--- Page excerpt ---
━━━
[bitcoin/bitcoin] Dandelion transaction relay (BIP 156) (#13947)

stevenroose requested changes on this pull request.

> @@ -399,6 +399,7 @@ void SetupServerArgs()
gArgs.AddArg(«-bantime=«, strprintf(«Number of seconds to keep misbehaving peers from reconnecting (default: %u)», DEFAULT_MISBEHAVING_BANTIME), false, OptionsCategory::CONNECTION);
gArgs.AddArg(«-bind=«, «Bind to given address and always listen on it. Use [host]:port notation for IPv6», false, OptionsCategory::CONNECTION);
gArgs.AddArg(«-connect=«, «Connect only to the specified node; -connect=0 disables automatic connections (the rules for this peer are the same as for -addnode). This option can be specified multiple times to connect to multiple nodes.», false, OptionsCategory::CONNECTION);
+ gArgs.AddArg(«-dandelion», strprintf(«Probability to extend the stem in Dandelion transaction relay by one hop (default: %d, 0 to disable dandelion)», DEFAULT_DANDELION_STEM_PERCENTAGE), false, OptionsCategory::CONNECTION);

A simple «probability» should a number between 0 and 1. The variable used as default and the code below suggest a percentage is used instead. I think it would make sense to document it as such as well.

> if (gArgs.SoftSetBoolArg(«-whitelistrelay», false))
LogPrintf(«%s: parameter interaction: -blocksonly=1 -> setting -whitelistrelay=0\n», __func__);
+ if (gArgs.SoftSetBoolArg(«-dandelion», false)) {

Just to not mix up values, this should set 0 instead of false, even if false would be converted automatically to 0.

> @@ -1741,6 +1754,80 @@ int CConnman::GetExtraOutboundCount()
return std::max(nOutbound — nMaxOutbound, 0);
}

+void CConnman::AssignNewDandelionDestination(CNode* from)
+{
+ from->m_dandelion_destination = nullptr;
+
+ if (!CNode::IsDandelionEnabled()) return;

This check should not be necessary, failing it means there’s a bug. I’d suggest either using an assertion or something more severe than this or just removing the check.

> @@ -317,6 +327,16 @@ class CConnman
*/
int64_t PoissonNextSendInbound(int64_t now, int average_interval_seconds);

+ using DandelionPeer = std::pair;

Please elaborate a bit more on the documentation of the integer.
━━━
[Stored records]
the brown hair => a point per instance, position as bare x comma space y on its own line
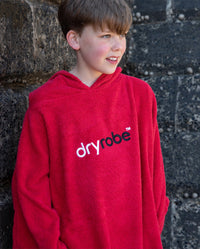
76, 14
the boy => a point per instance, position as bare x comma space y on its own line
89, 172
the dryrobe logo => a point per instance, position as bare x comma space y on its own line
86, 149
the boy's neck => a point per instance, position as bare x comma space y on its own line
85, 77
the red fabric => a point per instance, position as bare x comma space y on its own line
89, 171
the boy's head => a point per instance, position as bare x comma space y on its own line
113, 14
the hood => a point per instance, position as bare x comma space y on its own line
63, 83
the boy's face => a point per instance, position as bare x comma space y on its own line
99, 51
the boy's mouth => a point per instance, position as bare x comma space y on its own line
112, 60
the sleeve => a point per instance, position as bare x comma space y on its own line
36, 223
159, 182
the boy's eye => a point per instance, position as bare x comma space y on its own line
123, 35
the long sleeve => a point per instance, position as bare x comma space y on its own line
36, 223
159, 183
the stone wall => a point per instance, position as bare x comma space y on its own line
163, 48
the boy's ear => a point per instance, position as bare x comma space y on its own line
73, 39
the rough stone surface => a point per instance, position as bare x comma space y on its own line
164, 48
31, 39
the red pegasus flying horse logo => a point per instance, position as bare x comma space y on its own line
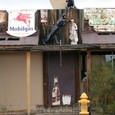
24, 18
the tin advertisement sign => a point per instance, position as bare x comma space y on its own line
21, 23
44, 16
3, 17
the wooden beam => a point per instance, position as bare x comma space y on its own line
28, 81
89, 73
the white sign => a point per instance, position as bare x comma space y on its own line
21, 23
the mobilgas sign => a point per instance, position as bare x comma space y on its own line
21, 23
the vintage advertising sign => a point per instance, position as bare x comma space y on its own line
102, 19
3, 17
21, 23
44, 16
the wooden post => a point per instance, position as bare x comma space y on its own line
28, 81
89, 73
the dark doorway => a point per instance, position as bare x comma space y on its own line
67, 73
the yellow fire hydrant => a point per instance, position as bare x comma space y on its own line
84, 103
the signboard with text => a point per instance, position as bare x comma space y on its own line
21, 23
102, 19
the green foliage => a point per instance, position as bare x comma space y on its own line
103, 88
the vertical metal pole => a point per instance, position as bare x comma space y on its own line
89, 73
112, 61
28, 81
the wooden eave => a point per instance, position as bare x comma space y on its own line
78, 47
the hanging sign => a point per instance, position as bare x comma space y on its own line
21, 23
102, 19
3, 17
44, 15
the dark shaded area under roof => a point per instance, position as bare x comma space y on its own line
93, 38
6, 39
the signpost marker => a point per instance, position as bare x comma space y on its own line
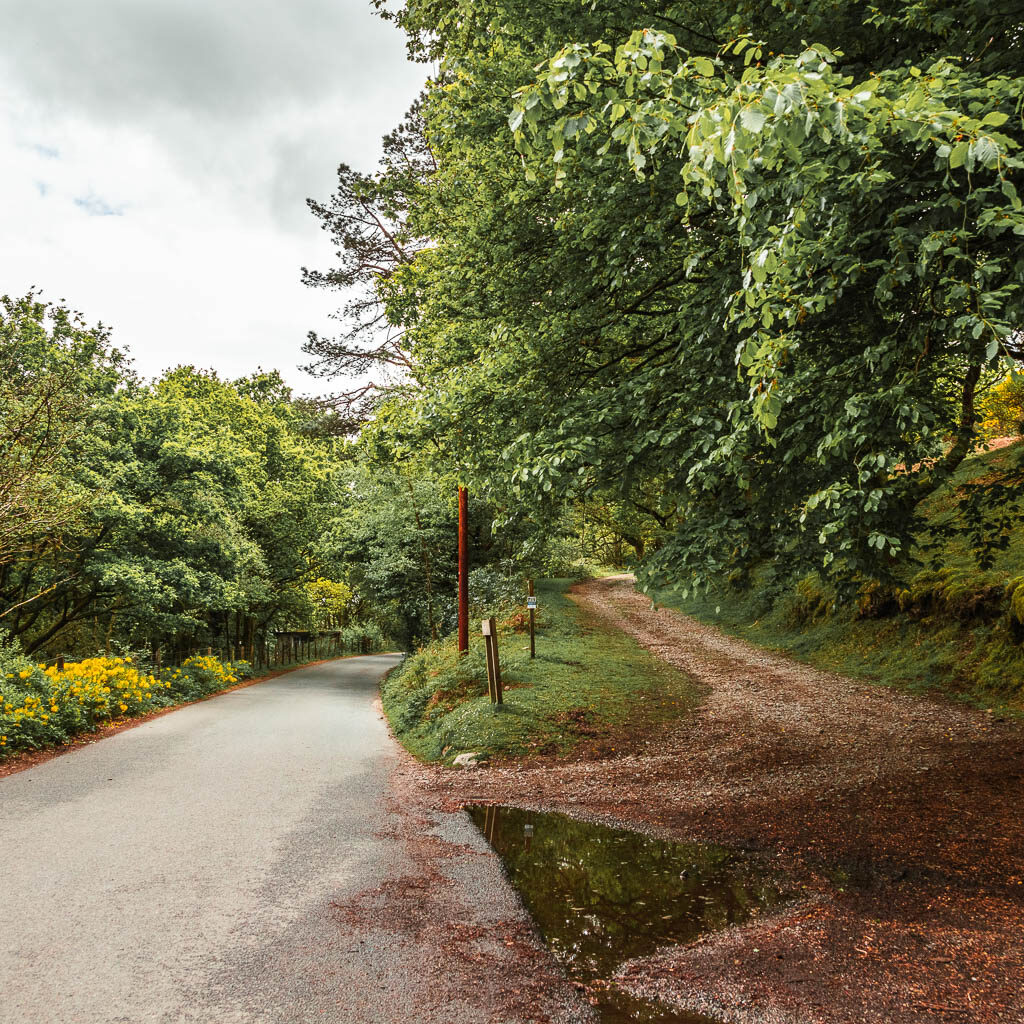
495, 688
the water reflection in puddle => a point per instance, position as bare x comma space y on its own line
601, 896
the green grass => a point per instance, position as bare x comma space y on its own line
936, 643
588, 685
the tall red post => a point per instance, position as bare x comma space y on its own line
463, 572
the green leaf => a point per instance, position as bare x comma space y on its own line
753, 119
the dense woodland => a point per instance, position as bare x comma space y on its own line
698, 287
740, 275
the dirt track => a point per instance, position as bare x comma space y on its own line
897, 820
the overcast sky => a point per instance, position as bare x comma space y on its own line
156, 157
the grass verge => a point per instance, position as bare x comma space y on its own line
953, 631
591, 689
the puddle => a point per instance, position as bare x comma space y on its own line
600, 896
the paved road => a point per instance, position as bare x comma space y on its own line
182, 870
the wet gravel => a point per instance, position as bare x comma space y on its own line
895, 818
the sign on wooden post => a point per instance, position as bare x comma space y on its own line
531, 605
495, 689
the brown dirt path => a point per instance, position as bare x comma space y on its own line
897, 819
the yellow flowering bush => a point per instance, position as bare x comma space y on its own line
40, 707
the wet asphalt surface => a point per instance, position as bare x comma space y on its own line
184, 870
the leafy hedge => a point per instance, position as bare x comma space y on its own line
40, 707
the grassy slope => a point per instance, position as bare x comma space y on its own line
588, 685
925, 649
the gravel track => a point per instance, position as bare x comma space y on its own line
895, 820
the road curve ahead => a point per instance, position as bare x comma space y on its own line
182, 870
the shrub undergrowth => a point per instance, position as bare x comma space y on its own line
41, 707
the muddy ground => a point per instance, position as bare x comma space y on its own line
895, 820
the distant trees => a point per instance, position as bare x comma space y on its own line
179, 513
758, 261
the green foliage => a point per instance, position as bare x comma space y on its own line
589, 684
1003, 408
175, 514
952, 628
755, 262
41, 707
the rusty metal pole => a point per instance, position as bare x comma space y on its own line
463, 572
532, 621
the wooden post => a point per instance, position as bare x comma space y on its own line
495, 689
463, 572
532, 620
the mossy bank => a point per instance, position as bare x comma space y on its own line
951, 629
590, 689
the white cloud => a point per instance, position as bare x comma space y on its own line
157, 158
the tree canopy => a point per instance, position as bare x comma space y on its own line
745, 268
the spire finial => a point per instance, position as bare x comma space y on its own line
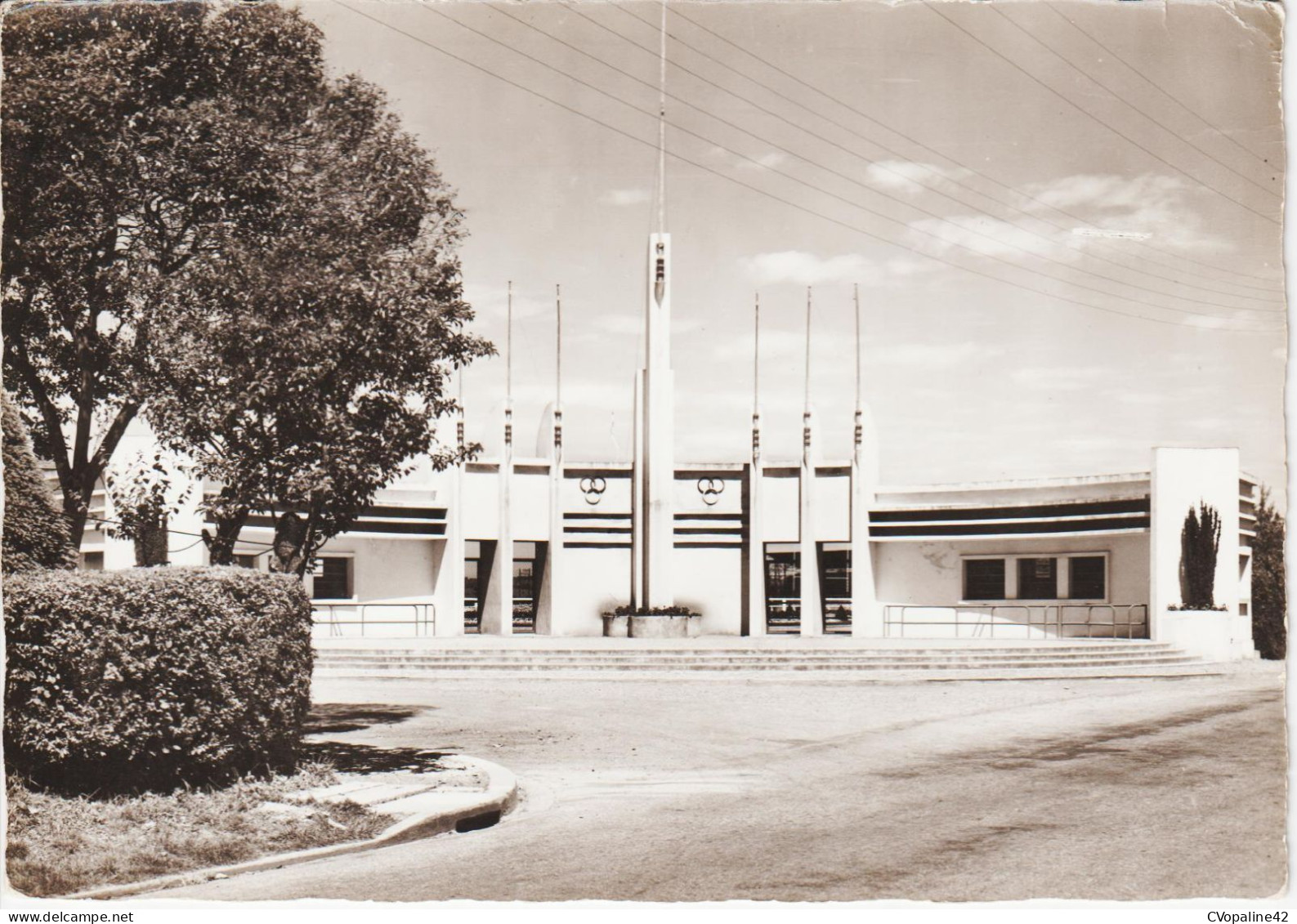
662, 122
808, 353
508, 347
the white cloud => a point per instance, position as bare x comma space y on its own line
804, 269
771, 159
624, 197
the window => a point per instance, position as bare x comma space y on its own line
1038, 578
1087, 577
983, 578
333, 578
835, 560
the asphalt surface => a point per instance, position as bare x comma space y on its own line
808, 789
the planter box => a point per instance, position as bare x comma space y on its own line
665, 626
1208, 634
616, 626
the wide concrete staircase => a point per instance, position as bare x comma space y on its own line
910, 661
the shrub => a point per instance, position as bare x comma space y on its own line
625, 609
148, 679
35, 532
1200, 539
1268, 598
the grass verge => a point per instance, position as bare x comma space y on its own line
59, 844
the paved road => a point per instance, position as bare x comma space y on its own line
810, 789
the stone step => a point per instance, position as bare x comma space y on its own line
526, 649
901, 676
740, 658
786, 667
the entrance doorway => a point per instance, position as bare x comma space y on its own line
782, 588
526, 587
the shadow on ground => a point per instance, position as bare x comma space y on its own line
362, 758
333, 718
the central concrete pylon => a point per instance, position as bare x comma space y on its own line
653, 515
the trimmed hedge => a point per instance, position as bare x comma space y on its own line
154, 678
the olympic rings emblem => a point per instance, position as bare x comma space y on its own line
711, 490
593, 490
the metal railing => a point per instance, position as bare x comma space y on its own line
1061, 621
423, 616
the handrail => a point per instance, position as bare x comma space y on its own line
424, 616
1055, 620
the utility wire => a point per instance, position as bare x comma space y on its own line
903, 176
873, 212
919, 144
1160, 88
1120, 99
1116, 132
789, 203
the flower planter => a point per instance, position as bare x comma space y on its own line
616, 626
665, 626
1208, 634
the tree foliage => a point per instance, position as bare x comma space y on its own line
195, 212
1200, 539
306, 368
35, 533
1268, 592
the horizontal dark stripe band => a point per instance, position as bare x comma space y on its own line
1089, 508
1009, 529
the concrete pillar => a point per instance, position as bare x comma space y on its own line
499, 603
550, 598
655, 462
450, 576
755, 542
866, 612
812, 599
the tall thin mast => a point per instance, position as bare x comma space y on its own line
856, 297
558, 346
808, 351
757, 354
662, 123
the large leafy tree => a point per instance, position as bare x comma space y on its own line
1268, 596
203, 227
136, 137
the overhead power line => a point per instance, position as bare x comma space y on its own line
897, 174
791, 203
941, 154
1160, 88
1152, 118
870, 210
1085, 112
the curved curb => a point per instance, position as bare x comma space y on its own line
499, 797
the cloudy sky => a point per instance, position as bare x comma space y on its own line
1062, 218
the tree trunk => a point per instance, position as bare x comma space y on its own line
221, 547
150, 545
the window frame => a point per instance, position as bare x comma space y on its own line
1062, 577
351, 578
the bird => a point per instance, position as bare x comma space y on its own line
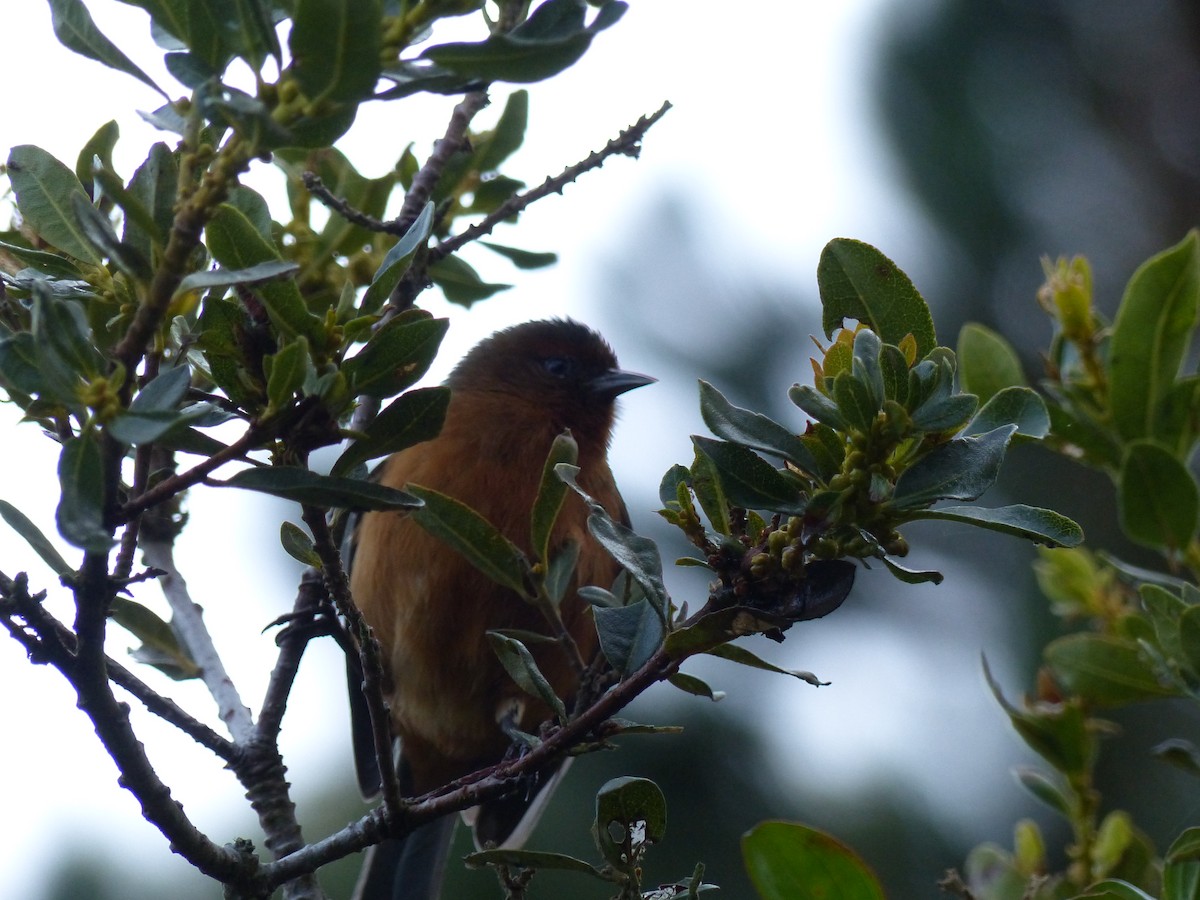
━━━
--- Required work ---
A: Reproduce the records verbatim, starting at the line that contains "the window frame" and ending at the last line of the records, and leave out any pictures.
B: Carry on the review of the Dandelion transaction relay pull request from the point where it stops.
The text and the records were drawn from separate sources.

--- Outputs ---
A:
the window frame => a point per instance, position as bare x comma space y on its own line
1062, 577
351, 578
the bird => a point per instance, position as bare x comma space y on its own line

B:
> /** Time between pings automatically sent out for latency probing and keepalive (in seconds). */
static const int PING_INTERVAL = 2 * 60;
/** Time after which to disconnect, after waiting for a ping response (or inactivity). */
static const int TIMEOUT_INTERVAL = 20 * 60;
/** Run the feeler connection loop once every 2 minutes or 120 seconds. **/
static const int FEELER_INTERVAL = 120;
+/** Pick new dandelion peers once every 10 minutes or 600 seconds. */
+static constexpr int INTERVAL_DANDELION = 600;

The convention seems to be `XXX_INTERVAL` instead of `INTERVAL_XXX`.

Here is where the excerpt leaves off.